#### Written request:
Swap "pin" for "marker" throughout the material below, keeping every other line as it is, and leave the pictures out of your answer.
══ Data for this exercise
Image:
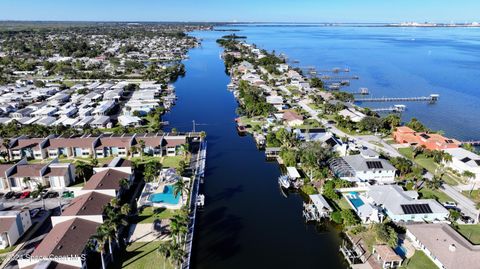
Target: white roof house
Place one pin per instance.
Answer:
(363, 167)
(400, 206)
(464, 160)
(129, 120)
════
#### Answer:
Image:
Target: white roof house
Place one marker per instance.
Answer:
(363, 167)
(400, 206)
(464, 160)
(129, 120)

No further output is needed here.